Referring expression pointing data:
########
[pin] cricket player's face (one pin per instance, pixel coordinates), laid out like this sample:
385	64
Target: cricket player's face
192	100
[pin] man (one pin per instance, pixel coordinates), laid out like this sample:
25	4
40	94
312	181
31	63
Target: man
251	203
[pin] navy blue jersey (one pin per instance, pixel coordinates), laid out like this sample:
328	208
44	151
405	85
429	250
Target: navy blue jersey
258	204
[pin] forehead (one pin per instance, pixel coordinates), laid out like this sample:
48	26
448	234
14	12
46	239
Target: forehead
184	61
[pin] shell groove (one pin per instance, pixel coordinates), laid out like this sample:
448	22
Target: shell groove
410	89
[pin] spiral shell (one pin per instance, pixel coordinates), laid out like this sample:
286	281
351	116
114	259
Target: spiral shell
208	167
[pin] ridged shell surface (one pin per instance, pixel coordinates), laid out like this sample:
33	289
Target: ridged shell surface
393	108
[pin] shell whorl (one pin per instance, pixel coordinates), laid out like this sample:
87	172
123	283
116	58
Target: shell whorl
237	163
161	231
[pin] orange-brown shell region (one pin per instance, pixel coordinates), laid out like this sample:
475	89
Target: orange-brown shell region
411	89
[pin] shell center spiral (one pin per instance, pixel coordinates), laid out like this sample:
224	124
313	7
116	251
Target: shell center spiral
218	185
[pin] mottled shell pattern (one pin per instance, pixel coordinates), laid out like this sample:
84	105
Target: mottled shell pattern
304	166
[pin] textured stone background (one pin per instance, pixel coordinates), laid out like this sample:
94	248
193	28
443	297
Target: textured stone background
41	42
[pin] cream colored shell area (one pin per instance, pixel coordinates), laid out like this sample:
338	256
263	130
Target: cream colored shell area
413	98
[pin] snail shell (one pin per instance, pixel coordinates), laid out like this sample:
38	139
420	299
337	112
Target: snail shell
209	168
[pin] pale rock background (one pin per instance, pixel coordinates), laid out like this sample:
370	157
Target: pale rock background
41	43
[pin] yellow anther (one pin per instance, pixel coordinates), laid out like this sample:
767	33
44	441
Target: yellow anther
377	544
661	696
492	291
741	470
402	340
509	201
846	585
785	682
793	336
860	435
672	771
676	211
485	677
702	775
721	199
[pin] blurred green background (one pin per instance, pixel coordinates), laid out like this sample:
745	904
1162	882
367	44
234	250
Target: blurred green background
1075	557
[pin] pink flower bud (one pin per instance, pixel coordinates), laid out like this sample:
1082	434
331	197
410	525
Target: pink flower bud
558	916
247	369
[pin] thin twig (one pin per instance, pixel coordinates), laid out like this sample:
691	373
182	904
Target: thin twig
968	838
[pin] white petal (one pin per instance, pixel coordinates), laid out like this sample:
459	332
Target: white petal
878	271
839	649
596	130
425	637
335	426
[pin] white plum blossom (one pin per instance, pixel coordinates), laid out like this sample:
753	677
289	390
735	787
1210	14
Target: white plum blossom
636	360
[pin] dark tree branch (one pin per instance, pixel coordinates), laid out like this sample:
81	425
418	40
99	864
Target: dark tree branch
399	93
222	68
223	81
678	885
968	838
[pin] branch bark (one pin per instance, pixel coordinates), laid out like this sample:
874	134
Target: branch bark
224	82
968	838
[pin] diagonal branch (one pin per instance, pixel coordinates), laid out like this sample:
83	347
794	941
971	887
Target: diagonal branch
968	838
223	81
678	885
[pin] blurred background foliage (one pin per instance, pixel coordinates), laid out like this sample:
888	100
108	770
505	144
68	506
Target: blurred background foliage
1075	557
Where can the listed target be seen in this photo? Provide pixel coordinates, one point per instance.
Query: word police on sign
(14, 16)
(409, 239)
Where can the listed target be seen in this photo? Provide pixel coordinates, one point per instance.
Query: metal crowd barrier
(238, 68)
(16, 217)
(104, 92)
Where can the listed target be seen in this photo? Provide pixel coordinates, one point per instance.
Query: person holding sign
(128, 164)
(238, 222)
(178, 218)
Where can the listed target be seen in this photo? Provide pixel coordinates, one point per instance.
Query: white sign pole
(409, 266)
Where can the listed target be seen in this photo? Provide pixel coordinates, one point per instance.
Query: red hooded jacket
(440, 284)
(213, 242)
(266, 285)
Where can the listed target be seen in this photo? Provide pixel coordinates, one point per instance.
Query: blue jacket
########
#### [Your goal]
For each entry above, write out an exact copy.

#### [Exercise answer]
[pin] cricket player's face (one pin per instance, pixel coordinates), laid out like this sample:
385	64
Target: cricket player's face
192	100
[pin] man (one pin per instance, pixel coordinates), laid out like this sample:
25	4
40	94
312	181
31	63
Target: man
251	203
[pin] navy blue jersey (one pin per instance, pixel coordinates), laid out like this sample:
328	208
44	151
405	85
429	250
Target: navy blue jersey
258	204
[pin] forehead (one pin per instance, pixel coordinates), laid out like this sample:
48	26
448	234
14	12
46	239
Target: forehead
184	61
[pin] shell groove (one pin per instance, pixel coordinates), laid out like this sample:
448	22
Target: shell groove
410	89
[pin] spiral shell (one pin per instance, pixel coordinates), laid out like this sample:
286	281
351	116
114	259
Target: spiral shell
208	167
[pin] ridged shell surface (one pin per instance, pixel coordinates), laid out like this sample:
33	289
Target: ridged shell surface
393	108
[pin] shell whorl (one pin per instance, pixel coordinates), laid out like this sample:
87	172
123	283
116	58
Target: shell whorl
237	163
161	231
[pin] orange-brown shell region (one pin per instance, pixel coordinates), laid out like this sample:
475	89
Target: orange-brown shell region
411	89
[pin] shell center spiral (one pin per instance, pixel coordinates), laid out like this sample:
224	124
313	7
116	251
Target: shell center spiral
218	185
[pin] mottled shell pattern (one pin per instance, pixel coordinates), laid out like this sample:
84	105
Target: mottled shell pattern
304	166
[pin] textured stone background (one pin per instance, pixel coordinates), laid out like this sample:
94	248
193	28
443	297
Target: textured stone background
41	42
[pin] cream colored shell area (one pin per instance, pixel coordinates), laid out like this sample:
338	256
263	130
Target: cream colored shell area
413	98
[pin] snail shell (one pin per instance, pixel coordinates), laid out like this sample:
38	139
420	299
337	112
Target: snail shell
209	168
[pin] pale rock background (one pin per instance, pixel coordinates), laid out like this sample:
370	157
Target: pale rock background
41	43
[pin] yellow anther (one pin per instance, pixel coordinates), laid out like this sample:
767	33
44	441
Target: yellow anther
377	544
661	696
492	291
741	470
402	340
509	201
846	585
785	682
793	336
860	435
672	771
676	211
485	677
702	775
721	199
[pin] blurred green background (one pin per instance, pixel coordinates), laid out like this sample:
745	904
1162	882
367	44
234	250
Target: blurred green background
1075	557
[pin] pink flower bud (one pin per instance, pixel coordinates), laid out like this sample:
1082	434
331	197
410	525
Target: pink flower bud
558	916
247	369
[pin] thin twig (one pin per instance, pixel coordinates), laid out like this sample:
691	373
182	904
Target: thin twig
968	838
[pin] white petal (one pin per instance, pixel coordinates), laid out like this sample:
459	332
Target: white petal
878	271
839	649
596	130
425	637
335	426
[pin] white plum blossom (one pin per instance, pixel coordinates), laid out like this sample:
753	677
289	390
735	787
1210	14
Target: white plum blossom
636	360
[pin] dark tree branch (one pin per instance, pixel coordinates), laid out like this sample:
81	425
418	40
99	864
Target: dark tree branch
399	93
222	68
223	81
678	885
968	838
[pin] branch bark (one pin per instance, pixel coordinates), laid out like this sample:
874	134
Target: branch bark
224	82
968	838
[pin] diagonal branch (one pin per instance, pixel coordinates), laid out like this sample:
83	347
794	941
971	887
Target: diagonal branch
968	838
223	81
678	885
[pin] blurred background foliage (one pin per instance, pixel coordinates), laid out like this sample:
888	100
108	770
505	144
68	506
Target: blurred background foliage
1075	557
Where can the listed target be seen in this photo? Provide pixel coordinates, one point per instance.
Query: word police on sign
(14, 16)
(409, 239)
Where can the listed target be seen in this photo? Provide pixel coordinates, one point per instance.
Query: metal crowd barrier
(238, 68)
(16, 217)
(104, 92)
Where can the listed target be seen in this photo? Provide pixel coordinates, one point per instance.
Query: person holding sign
(128, 164)
(238, 222)
(178, 218)
Where can the listed target be seen in this photo? Provide pixel coordinates, one point per instance.
Query: white sign pole
(409, 266)
Where can the listed target be seen in this photo? Provide pixel coordinates, one point per instance.
Query: red hooded jacket
(440, 284)
(213, 242)
(266, 285)
Where can the listed target be seen in this photo? Provide pixel coordinates, one point per instance.
Query: blue jacket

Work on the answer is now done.